## QUOTED TEXT
================

Public intellectuals: La lutte continue?

John Hartley

This article outlines three versions of the intellectual: past, present and future. First, it describes an archetypal ‘Parisian’ myth; next, the dissolute present or ‘public intellectual’; finally, a future vision based on the new concept of ‘knowledge clubs’. The article traces how ‘the intellectual’ has changed over time, and considers the consequences of hanging on to the past, especially by adding the word ‘public’ to ‘intellectual’. While retaining the appearance of a character long dead, this phantasm may blind contemporary analysis as to the direction in which to look for ‘public thought’ in the future. The article argues that the concept needs to be rethought according the approach of ‘cultural science’, where knowledge-agency belongs to culture-made groups rather than individuals.

Understanding the emerging contemporary public intellectual: Online academic
persona and
The Conversation

P. David Marshall

At its core, the power of the public intellectual is the capacity to make ideas move through a culture. This article looks at what kind of academic persona – that is, what kind of public self whose original status comes from intellectual work and thinking – navigates effectively through online culture and communicates ideas in the contemporary moment. Part of the article reports on a research project that has studied academic personas online and explores what can be described as ‘registers of online performance’ that they inhabit through their online selves. The research reveals that public intellectuals have to interpret effectively that online culture privileges what is identified as ‘presentational media’: the individual as opposed to the media is the channel through which information moves and is exchanged online, and it is essentially a presentation of the self that has to be integrated into the ideas and messages. From this initial analysis/categorisation of academic persona online, the article investigates the online magazine The Conversation, which blends journalism with academic expertise in its production of news stories. The article concludes with some of the key elements that are part of the power of the public intellectual online.

================

## WHAT YOU NEED TO DO
- 1) Quote verbatim the passage of the public intellectuals abstracts from "This article outlines" up to and including "rather than individuals.".
- 2) In the public intellectuals abstracts, what does the online magazine The Conversation blend in producing news stories?

## COLLECTED DATA

================

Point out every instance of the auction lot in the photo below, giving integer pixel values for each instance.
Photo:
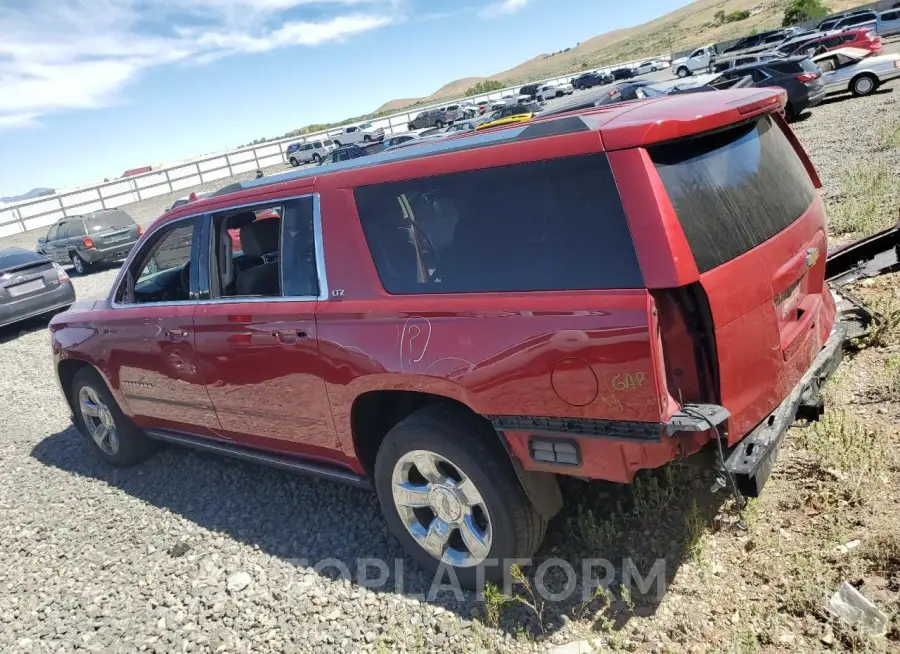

================

## SOLUTIONS TO THE PROBLEMS
- 1)
This article outlines three versions of the intellectual: past, present and future. First, it describes an archetypal ‘Parisian’ myth; next, the dissolute present or ‘public intellectual’; finally, a future vision based on the new concept of ‘knowledge clubs’. The article traces how ‘the intellectual’ has changed over time, and considers the consequences of hanging on to the past, especially by adding the word ‘public’ to ‘intellectual’. While retaining the appearance of a character long dead, this phantasm may blind contemporary analysis as to the direction in which to look for ‘public thought’ in the future. The article argues that the concept needs to be rethought according the approach of ‘cultural science’, where knowledge-agency belongs to culture-made groups rather than individuals.

- 2) Journalism with academic expertise.